[Start DATA SUPPLIED]
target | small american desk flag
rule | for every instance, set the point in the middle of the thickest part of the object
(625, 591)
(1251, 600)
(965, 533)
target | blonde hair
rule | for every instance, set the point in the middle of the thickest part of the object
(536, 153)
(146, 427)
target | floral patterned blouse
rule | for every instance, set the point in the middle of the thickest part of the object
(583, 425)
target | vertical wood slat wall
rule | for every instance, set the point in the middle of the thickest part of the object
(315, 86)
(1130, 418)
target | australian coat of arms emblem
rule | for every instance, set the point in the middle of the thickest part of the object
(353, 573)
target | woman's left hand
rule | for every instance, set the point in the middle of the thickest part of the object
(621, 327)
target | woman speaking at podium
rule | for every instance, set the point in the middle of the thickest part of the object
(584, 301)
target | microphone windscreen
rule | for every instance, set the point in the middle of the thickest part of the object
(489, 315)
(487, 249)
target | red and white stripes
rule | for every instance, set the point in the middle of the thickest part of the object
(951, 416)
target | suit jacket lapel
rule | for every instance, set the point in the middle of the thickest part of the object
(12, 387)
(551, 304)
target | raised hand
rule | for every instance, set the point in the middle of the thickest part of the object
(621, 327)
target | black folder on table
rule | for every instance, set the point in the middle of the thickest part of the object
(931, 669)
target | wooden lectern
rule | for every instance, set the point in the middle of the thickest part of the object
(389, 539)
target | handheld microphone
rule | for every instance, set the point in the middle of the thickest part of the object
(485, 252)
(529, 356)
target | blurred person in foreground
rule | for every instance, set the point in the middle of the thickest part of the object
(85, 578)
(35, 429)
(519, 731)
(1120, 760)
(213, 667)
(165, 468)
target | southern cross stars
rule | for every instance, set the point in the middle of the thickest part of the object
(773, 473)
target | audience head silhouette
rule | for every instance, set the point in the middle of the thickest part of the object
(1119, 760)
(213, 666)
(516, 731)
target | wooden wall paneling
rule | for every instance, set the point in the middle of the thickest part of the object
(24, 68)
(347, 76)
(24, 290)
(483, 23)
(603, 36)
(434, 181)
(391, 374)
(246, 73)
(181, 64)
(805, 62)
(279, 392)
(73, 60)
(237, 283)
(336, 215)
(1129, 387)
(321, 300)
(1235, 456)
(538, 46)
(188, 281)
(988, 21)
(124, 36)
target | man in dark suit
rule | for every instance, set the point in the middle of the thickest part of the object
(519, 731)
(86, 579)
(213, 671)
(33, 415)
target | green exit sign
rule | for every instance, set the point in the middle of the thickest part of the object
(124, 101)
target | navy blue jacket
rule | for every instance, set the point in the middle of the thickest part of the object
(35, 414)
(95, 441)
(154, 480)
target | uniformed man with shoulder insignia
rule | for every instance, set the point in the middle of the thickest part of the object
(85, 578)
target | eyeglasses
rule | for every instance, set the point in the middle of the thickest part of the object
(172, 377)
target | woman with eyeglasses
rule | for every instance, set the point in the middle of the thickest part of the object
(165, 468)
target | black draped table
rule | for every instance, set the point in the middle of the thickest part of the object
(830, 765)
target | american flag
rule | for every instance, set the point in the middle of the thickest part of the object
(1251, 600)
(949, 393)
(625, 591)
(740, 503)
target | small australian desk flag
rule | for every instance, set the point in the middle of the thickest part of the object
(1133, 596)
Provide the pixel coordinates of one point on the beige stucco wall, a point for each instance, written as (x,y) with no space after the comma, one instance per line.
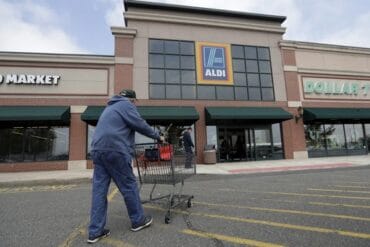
(174,31)
(72,81)
(333,61)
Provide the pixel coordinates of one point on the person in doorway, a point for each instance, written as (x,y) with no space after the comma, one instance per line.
(188,145)
(112,150)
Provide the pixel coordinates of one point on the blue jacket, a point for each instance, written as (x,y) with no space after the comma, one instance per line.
(116,127)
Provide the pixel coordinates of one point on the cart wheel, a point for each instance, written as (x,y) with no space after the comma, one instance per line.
(189,203)
(167,218)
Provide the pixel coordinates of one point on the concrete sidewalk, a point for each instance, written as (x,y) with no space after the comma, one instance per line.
(265,166)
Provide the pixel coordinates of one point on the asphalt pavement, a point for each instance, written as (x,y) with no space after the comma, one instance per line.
(316,207)
(78,173)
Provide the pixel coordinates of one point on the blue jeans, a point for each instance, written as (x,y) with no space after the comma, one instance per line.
(117,166)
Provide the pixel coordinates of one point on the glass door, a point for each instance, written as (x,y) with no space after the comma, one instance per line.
(250,144)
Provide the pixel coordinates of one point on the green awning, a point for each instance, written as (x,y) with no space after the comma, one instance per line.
(240,114)
(57,114)
(92,113)
(336,114)
(152,114)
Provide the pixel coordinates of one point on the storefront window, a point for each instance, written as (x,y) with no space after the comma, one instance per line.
(276,137)
(335,136)
(90,133)
(354,136)
(367,130)
(172,73)
(29,144)
(212,136)
(263,143)
(315,137)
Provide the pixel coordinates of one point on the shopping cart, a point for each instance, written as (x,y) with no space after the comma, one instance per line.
(159,164)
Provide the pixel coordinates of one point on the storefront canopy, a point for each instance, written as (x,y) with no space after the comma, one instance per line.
(336,114)
(30,114)
(186,115)
(239,114)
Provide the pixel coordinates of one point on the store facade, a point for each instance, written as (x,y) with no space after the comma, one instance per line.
(246,93)
(227,65)
(329,85)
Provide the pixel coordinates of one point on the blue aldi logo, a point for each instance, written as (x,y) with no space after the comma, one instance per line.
(214,63)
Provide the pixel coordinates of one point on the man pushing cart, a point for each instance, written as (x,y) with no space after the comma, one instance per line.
(159,163)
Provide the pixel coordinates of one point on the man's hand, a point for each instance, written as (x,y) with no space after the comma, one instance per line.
(161,139)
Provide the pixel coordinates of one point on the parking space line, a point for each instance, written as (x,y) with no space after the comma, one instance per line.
(287,211)
(358,183)
(298,194)
(351,186)
(338,205)
(230,239)
(39,188)
(80,229)
(274,224)
(341,191)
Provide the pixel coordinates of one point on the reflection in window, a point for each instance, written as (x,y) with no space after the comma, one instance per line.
(29,144)
(263,143)
(177,61)
(315,137)
(173,62)
(335,136)
(212,135)
(276,138)
(354,136)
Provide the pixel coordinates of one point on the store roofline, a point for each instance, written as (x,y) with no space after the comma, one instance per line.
(56,57)
(323,46)
(200,10)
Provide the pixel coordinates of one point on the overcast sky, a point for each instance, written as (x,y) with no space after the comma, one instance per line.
(83,26)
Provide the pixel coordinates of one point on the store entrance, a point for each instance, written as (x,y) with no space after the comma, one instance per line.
(237,144)
(246,144)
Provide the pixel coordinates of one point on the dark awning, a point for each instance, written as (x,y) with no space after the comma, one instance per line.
(240,114)
(29,114)
(336,114)
(92,113)
(185,115)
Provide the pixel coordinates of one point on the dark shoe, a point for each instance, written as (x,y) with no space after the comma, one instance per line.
(95,239)
(146,222)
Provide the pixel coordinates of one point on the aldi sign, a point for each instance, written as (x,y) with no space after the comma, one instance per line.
(214,64)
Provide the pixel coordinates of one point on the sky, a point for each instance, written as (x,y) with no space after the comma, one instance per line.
(83,26)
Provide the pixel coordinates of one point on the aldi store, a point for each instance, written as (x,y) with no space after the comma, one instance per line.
(245,91)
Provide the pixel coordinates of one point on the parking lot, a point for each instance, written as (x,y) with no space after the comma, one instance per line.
(311,208)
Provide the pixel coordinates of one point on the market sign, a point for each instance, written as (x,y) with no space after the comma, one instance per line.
(331,88)
(18,79)
(214,63)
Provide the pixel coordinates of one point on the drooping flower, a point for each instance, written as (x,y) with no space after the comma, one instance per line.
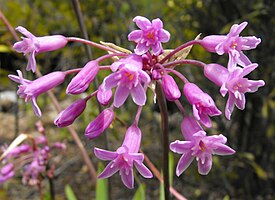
(233,45)
(32,45)
(128,76)
(149,35)
(83,79)
(125,158)
(199,146)
(234,83)
(170,88)
(30,90)
(203,105)
(100,123)
(68,116)
(6,172)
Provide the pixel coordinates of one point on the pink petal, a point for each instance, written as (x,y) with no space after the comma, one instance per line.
(181,147)
(138,95)
(142,22)
(204,168)
(223,150)
(104,154)
(121,95)
(127,177)
(229,106)
(184,162)
(35,107)
(141,48)
(135,36)
(143,170)
(110,170)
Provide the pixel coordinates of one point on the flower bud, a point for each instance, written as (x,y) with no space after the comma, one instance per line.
(216,73)
(104,96)
(100,124)
(83,79)
(170,88)
(67,116)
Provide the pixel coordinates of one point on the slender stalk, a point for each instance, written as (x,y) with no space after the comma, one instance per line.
(187,44)
(185,61)
(165,139)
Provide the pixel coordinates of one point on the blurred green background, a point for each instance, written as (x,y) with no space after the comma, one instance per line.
(249,174)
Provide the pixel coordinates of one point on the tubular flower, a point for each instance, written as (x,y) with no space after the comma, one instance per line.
(170,88)
(31,89)
(233,45)
(100,123)
(67,116)
(125,158)
(32,45)
(83,79)
(234,83)
(198,145)
(128,78)
(203,104)
(149,35)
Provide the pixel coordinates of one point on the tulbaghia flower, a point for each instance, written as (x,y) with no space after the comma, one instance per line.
(32,45)
(128,78)
(233,45)
(83,79)
(234,83)
(125,158)
(203,104)
(170,88)
(104,96)
(6,172)
(150,35)
(198,145)
(67,116)
(100,124)
(31,89)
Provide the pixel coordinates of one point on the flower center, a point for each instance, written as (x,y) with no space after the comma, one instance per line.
(150,35)
(202,146)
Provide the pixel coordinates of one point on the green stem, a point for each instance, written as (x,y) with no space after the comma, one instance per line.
(165,139)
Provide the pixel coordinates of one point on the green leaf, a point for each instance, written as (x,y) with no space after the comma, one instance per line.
(101,185)
(140,193)
(69,193)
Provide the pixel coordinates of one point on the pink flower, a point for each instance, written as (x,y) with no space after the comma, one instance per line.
(170,88)
(83,79)
(125,158)
(31,89)
(32,45)
(100,123)
(198,145)
(150,35)
(6,172)
(234,83)
(203,104)
(128,76)
(68,116)
(233,45)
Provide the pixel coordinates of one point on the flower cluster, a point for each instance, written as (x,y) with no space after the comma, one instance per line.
(31,158)
(132,74)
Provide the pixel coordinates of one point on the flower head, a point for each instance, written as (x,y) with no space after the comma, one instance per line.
(234,83)
(203,104)
(125,158)
(199,146)
(32,45)
(149,35)
(233,45)
(128,77)
(31,89)
(83,79)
[End DATA SUPPLIED]
● **STATED EXERCISE**:
Reproduce verbatim the entries from the line containing "flower head, a" through the last line of the entries, including both ends.

● **FULL OUTPUT**:
Provide the pixel coordinates of one point on the flower head, a point for each instance, written as (x,y) with no space after the comma, one instance per line.
(234,83)
(203,104)
(125,158)
(199,146)
(32,45)
(149,35)
(233,45)
(128,77)
(31,89)
(83,79)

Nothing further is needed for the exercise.